>>>

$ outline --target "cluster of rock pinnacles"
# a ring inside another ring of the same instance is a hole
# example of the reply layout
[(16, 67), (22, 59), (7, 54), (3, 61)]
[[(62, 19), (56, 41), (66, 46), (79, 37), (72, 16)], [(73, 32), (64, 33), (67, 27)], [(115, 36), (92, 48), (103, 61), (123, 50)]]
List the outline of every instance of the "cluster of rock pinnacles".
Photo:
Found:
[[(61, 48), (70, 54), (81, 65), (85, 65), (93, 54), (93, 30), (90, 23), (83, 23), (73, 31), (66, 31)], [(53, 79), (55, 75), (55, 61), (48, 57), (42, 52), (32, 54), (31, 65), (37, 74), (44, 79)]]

<<<

=== SHORT EXERCISE ===
Repeat all of the records above exactly as written.

=== COMPLETED EXERCISE ===
$ outline --target "cluster of rock pinnacles"
# a ring inside another ring of the same instance is a hole
# example of the reply layout
[(16, 67), (22, 59), (7, 54), (3, 61)]
[[(62, 19), (56, 41), (66, 46), (79, 37), (72, 16)], [(73, 32), (64, 33), (67, 27)], [(115, 36), (92, 48), (103, 61), (123, 50)]]
List the outline of every instance of the "cluster of rock pinnacles".
Photo:
Found:
[[(61, 48), (70, 54), (81, 65), (85, 65), (93, 54), (93, 30), (90, 23), (83, 23), (73, 31), (66, 31)], [(53, 79), (55, 75), (55, 61), (48, 57), (42, 52), (32, 54), (31, 65), (37, 74), (44, 79)]]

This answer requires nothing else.